- **DATASET ENTRIES**:
= Beginning of Section =

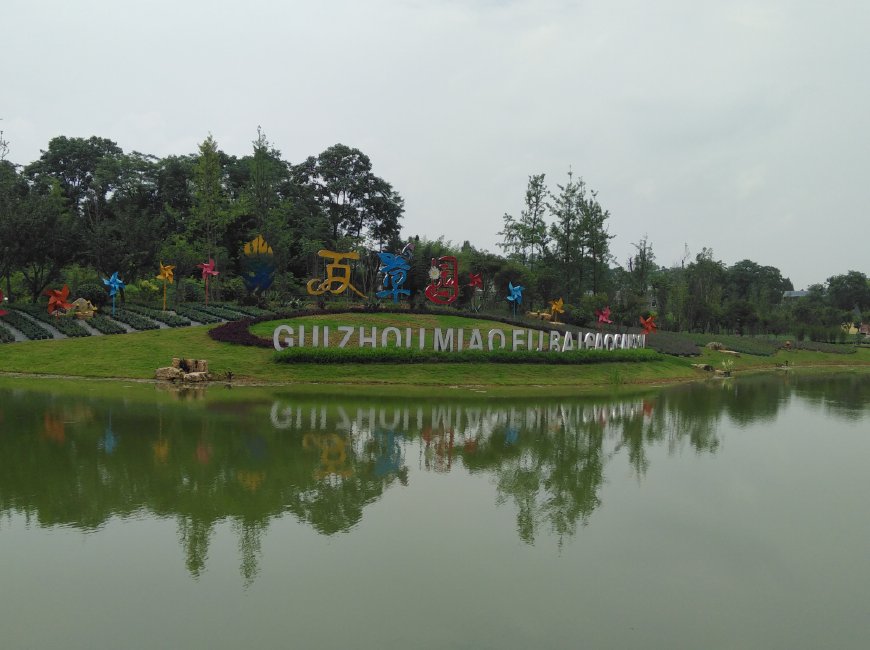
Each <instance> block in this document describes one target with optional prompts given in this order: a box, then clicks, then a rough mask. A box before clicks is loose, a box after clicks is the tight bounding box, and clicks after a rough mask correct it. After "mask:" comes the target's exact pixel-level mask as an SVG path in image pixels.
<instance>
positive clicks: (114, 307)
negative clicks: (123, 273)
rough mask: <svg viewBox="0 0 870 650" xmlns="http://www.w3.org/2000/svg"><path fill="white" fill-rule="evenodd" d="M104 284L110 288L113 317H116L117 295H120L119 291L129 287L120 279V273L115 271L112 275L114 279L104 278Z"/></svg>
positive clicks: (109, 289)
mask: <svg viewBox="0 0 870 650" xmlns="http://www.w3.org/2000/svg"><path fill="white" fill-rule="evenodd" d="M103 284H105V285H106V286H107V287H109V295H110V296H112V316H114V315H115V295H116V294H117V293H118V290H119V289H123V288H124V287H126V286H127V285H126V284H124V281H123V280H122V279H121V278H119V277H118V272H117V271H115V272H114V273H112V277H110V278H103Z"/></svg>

= End of Section =
= Beginning of Section =

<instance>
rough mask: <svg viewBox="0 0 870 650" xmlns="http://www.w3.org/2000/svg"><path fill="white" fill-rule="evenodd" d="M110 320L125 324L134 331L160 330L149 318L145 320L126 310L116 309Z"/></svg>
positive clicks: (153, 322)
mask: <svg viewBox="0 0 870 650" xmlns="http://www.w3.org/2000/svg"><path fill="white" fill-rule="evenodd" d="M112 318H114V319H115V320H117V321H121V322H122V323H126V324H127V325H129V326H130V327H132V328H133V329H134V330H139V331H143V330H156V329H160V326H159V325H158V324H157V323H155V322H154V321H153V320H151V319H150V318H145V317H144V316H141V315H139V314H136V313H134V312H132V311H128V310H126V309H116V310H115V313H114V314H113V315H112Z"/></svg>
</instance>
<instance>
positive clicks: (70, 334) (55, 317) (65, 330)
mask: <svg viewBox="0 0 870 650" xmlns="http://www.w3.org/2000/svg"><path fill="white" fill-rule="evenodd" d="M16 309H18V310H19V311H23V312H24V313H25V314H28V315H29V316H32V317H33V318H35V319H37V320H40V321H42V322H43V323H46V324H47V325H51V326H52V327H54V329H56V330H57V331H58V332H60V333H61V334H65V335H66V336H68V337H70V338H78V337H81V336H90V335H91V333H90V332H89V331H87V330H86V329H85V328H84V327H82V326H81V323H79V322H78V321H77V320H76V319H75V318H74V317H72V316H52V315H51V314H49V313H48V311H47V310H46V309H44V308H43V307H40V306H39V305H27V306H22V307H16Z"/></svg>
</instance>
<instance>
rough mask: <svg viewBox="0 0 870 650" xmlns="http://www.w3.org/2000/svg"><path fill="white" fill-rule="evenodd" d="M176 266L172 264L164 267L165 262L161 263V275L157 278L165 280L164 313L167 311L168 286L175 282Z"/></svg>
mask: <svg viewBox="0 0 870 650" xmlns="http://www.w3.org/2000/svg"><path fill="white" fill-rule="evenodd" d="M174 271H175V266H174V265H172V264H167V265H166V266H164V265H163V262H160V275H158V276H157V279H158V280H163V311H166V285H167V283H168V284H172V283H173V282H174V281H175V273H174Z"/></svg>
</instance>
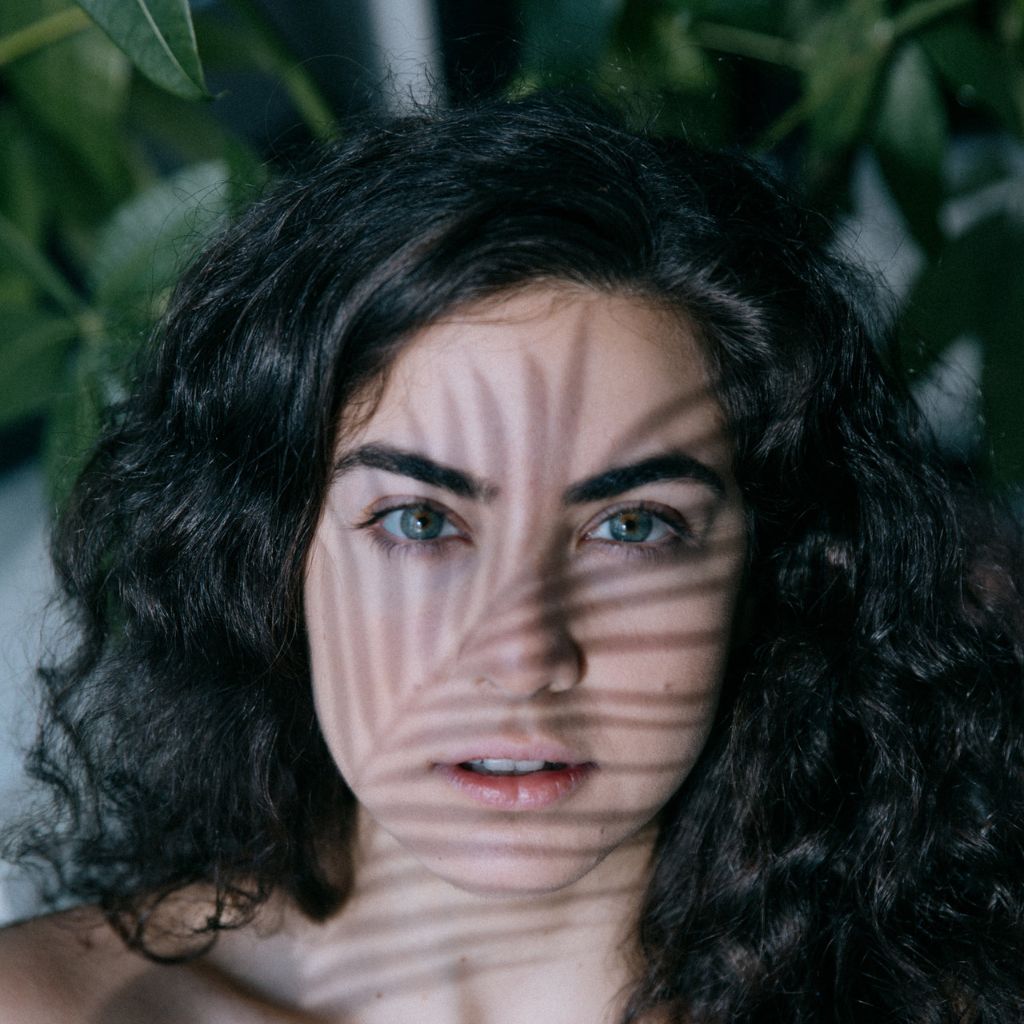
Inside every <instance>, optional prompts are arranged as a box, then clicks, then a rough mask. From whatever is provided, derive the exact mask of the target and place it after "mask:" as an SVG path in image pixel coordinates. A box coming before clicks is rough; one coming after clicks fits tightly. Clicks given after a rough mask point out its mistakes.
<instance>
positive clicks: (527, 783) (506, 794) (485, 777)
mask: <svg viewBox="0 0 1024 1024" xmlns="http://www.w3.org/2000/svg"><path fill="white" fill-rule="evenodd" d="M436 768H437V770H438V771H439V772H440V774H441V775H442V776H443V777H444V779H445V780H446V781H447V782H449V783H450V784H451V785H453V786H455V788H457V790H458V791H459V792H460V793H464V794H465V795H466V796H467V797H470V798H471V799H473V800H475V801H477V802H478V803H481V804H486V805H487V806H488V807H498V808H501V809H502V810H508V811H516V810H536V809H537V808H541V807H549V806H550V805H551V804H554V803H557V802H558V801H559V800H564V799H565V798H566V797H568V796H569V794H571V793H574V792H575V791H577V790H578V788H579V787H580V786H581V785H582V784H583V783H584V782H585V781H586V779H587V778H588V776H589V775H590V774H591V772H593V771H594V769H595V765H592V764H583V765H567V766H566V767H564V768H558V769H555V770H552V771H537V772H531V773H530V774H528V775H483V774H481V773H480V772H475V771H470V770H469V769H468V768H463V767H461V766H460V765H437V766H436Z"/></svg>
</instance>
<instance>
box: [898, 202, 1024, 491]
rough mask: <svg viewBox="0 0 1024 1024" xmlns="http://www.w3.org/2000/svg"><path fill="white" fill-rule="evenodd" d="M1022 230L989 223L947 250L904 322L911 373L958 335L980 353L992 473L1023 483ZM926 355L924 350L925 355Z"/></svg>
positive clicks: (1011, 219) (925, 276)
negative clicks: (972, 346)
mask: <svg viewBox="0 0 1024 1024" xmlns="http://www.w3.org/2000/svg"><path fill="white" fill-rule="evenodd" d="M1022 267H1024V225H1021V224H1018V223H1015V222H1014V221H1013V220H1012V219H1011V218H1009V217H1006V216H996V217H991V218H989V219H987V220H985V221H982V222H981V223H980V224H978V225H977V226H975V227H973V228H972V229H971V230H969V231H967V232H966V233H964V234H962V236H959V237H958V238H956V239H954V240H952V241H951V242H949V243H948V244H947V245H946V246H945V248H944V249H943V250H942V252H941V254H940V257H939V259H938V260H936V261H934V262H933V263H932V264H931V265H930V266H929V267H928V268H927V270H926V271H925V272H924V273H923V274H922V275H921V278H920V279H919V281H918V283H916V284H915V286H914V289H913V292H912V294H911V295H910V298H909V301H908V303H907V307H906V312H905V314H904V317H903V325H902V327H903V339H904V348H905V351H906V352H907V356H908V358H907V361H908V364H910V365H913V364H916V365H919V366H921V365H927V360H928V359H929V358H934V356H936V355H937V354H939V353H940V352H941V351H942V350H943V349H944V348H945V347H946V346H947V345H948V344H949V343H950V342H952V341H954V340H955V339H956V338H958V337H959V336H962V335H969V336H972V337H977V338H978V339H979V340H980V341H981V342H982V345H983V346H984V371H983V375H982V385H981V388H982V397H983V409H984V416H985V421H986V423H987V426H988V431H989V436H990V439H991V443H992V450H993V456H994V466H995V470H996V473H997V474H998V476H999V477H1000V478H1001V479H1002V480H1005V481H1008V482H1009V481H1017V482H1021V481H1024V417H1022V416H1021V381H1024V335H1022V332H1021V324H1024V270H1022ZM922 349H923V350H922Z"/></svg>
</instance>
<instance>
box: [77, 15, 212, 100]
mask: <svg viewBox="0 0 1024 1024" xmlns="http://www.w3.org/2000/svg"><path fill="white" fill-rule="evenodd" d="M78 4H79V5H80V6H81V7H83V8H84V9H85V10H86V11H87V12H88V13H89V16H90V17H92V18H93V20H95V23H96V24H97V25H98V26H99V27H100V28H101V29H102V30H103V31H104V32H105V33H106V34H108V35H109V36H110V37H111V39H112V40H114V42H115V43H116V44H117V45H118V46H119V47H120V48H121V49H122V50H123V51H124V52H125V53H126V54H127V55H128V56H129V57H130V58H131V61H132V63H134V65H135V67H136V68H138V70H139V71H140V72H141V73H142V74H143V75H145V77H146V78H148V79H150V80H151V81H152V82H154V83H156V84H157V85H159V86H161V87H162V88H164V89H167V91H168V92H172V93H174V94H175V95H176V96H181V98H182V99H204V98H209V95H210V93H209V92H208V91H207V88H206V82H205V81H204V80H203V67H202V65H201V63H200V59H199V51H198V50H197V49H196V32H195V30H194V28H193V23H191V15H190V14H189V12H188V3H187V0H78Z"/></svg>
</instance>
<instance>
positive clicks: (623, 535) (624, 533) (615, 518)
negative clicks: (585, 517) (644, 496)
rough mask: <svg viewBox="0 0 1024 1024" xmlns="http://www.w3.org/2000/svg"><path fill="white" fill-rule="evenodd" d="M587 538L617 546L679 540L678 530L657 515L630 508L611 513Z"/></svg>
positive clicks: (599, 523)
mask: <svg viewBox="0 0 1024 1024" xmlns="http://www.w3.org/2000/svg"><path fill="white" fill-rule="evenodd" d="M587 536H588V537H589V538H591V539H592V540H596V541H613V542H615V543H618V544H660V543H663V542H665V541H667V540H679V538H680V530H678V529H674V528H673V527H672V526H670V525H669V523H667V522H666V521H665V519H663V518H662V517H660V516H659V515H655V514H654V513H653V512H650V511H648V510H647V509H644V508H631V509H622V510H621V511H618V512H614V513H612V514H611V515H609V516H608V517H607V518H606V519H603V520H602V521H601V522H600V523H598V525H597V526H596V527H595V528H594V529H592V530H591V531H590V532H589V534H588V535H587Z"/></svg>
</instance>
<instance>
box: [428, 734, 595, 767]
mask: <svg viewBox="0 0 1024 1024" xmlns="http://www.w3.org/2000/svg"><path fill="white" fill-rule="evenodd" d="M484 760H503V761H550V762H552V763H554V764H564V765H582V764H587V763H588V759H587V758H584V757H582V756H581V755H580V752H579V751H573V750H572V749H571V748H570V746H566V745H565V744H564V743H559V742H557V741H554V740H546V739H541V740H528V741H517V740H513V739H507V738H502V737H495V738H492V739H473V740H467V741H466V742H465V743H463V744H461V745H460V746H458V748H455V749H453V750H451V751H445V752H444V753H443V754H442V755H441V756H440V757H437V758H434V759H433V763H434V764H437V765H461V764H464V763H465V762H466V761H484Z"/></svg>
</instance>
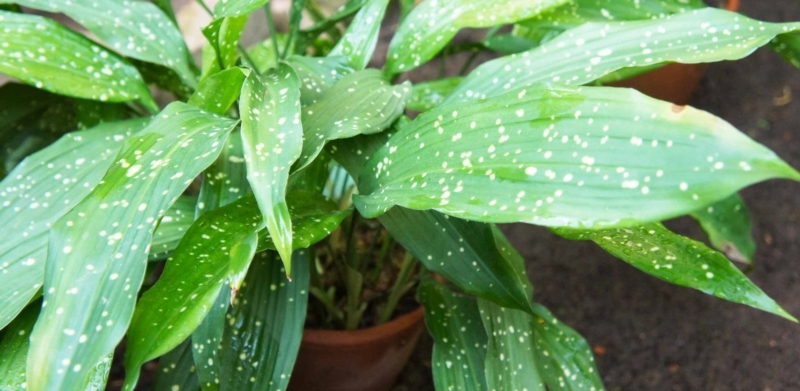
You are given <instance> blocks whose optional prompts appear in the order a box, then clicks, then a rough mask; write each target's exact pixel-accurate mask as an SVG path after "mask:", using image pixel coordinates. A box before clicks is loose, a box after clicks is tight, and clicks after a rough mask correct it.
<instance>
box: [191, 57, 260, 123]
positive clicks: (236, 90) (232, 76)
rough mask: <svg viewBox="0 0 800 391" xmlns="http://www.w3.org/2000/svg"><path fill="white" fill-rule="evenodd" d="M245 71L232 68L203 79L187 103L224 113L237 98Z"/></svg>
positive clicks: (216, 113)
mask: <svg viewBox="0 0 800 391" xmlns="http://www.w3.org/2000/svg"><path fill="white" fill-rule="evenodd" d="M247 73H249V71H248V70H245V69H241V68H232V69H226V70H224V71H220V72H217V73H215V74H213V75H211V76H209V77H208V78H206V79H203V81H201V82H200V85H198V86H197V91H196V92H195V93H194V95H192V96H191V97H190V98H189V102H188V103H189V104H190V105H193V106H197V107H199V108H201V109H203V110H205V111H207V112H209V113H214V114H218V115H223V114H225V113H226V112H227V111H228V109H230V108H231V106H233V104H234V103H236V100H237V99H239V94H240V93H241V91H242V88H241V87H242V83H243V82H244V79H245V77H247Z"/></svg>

= End of Section =
= Beginning of Section =

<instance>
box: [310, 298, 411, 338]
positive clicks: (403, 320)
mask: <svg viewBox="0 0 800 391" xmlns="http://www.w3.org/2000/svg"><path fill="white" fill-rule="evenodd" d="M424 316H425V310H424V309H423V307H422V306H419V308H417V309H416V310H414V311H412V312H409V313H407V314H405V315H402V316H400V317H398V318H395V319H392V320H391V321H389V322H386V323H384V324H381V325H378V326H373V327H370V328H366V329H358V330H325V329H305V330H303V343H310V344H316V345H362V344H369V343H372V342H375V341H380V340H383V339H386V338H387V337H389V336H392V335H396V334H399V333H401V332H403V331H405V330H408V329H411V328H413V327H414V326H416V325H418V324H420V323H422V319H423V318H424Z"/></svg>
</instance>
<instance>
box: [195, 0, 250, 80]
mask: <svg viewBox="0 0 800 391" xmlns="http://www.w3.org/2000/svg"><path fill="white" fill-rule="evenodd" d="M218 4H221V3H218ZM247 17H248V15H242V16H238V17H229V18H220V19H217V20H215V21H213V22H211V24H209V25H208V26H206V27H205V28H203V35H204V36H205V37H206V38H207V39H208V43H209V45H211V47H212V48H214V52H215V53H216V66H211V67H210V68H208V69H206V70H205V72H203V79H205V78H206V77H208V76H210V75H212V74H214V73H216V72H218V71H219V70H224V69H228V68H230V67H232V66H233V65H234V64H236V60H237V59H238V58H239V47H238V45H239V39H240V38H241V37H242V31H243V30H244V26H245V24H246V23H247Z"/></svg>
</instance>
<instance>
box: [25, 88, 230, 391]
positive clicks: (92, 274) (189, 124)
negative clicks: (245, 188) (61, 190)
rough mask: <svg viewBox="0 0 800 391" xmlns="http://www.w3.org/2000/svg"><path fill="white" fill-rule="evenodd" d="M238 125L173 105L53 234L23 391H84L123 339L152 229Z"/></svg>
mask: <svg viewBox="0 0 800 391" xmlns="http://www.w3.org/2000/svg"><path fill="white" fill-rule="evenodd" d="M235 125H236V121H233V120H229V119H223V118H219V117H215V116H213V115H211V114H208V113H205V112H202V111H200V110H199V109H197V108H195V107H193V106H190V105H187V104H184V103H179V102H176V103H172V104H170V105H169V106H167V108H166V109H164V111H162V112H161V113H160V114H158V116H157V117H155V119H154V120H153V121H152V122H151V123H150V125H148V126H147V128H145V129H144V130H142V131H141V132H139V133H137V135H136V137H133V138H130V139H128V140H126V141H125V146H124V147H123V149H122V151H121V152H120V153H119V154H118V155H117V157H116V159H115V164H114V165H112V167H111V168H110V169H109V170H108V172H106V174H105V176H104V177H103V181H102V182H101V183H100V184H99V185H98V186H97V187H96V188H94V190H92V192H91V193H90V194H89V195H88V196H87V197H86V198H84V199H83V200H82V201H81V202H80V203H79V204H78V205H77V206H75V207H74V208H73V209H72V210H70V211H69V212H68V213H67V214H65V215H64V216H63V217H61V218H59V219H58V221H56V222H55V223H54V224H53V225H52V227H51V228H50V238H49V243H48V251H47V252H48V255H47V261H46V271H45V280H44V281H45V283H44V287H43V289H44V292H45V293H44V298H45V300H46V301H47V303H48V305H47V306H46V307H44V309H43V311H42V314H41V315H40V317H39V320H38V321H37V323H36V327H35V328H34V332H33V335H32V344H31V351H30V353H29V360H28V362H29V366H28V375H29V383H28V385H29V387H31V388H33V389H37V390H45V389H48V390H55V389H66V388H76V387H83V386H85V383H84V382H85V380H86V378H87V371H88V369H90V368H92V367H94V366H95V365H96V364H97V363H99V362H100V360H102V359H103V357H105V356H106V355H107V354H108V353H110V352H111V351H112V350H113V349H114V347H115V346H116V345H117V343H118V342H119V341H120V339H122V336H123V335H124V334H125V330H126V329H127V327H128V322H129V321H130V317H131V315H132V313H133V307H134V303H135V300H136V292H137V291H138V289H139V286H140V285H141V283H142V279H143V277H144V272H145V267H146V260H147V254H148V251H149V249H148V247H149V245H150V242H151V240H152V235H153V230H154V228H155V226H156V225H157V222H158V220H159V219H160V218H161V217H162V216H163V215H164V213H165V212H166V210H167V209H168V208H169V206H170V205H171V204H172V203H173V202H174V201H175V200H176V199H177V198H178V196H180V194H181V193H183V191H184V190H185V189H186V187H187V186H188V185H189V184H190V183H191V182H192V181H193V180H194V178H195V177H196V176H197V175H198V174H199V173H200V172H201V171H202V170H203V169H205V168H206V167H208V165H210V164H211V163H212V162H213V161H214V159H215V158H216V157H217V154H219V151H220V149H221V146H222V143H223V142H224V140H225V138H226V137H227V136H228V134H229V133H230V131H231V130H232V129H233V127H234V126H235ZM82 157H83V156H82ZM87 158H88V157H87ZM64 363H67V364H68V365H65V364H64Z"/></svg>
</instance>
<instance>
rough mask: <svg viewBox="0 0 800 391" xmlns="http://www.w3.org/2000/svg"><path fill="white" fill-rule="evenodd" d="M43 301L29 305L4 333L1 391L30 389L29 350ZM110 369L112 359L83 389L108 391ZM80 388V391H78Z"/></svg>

= End of Section =

- **WHAT TO WORK ON**:
Reformat the lines above, from the line containing "Each <instance> block" through the line containing "positive clicks: (109, 289)", inclusive, as a numbered list, omitting any blank lines.

- **RESPONSE TO THIS EXERCISE**:
1. Each <instance> block in this document describes one target with optional prompts given in this order: a box, then clicks, then a rough mask. A box before clicks is loose, a box after clicks is the tight bounding box, and clicks after a rough mask correct it. After "mask:" comes the target's exact pixel-level mask as an SVG path in image pixels.
2. <instance>
3. positive clicks: (114, 307)
4. negative clicks: (123, 273)
5. rough mask: <svg viewBox="0 0 870 650" xmlns="http://www.w3.org/2000/svg"><path fill="white" fill-rule="evenodd" d="M104 284L110 288L113 317H116L117 295H120L119 291L129 287L120 279V273L115 271L112 275L114 279L104 278Z"/></svg>
6. positive clicks: (109, 289)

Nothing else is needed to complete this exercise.